Challenge:
Print the entries below verbatim, beginning with the line that contains "of the diagonal" and stopping after the final line of the entries.

..............................

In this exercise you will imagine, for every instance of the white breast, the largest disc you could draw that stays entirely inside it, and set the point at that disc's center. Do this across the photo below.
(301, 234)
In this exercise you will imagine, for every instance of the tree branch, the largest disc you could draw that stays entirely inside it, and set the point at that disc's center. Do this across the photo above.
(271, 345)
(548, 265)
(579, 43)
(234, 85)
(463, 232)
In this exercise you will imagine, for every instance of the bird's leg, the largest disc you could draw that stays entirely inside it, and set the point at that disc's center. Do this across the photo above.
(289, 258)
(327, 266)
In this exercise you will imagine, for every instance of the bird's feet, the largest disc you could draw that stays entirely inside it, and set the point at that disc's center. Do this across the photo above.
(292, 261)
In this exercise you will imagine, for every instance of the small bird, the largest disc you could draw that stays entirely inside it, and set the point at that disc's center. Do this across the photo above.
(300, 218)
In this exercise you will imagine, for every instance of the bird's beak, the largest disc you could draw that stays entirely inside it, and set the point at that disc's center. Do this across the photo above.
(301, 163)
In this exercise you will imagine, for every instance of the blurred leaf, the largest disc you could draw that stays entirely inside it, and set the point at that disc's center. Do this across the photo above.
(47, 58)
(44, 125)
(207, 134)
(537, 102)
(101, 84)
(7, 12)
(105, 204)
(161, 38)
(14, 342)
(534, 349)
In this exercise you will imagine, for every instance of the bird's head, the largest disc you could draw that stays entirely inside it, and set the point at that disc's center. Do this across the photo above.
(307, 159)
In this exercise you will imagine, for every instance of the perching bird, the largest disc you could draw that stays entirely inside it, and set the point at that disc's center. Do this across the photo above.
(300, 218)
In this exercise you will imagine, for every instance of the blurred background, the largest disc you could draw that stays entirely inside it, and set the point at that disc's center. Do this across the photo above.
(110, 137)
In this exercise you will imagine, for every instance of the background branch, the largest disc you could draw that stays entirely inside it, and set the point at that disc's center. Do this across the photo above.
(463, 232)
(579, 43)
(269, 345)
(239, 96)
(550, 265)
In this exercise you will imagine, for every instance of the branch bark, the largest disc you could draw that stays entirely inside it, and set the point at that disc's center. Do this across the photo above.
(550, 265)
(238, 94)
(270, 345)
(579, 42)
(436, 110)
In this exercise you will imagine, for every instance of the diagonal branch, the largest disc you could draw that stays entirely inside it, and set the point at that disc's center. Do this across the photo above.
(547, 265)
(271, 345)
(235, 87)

..............................

The output:
In this exercise you will imagine, for every instance of the diagonal branch, the largest disc you could draw that stays entirely inside it, and set the point at that disc's center. Do this across the photo above.
(547, 265)
(271, 345)
(235, 87)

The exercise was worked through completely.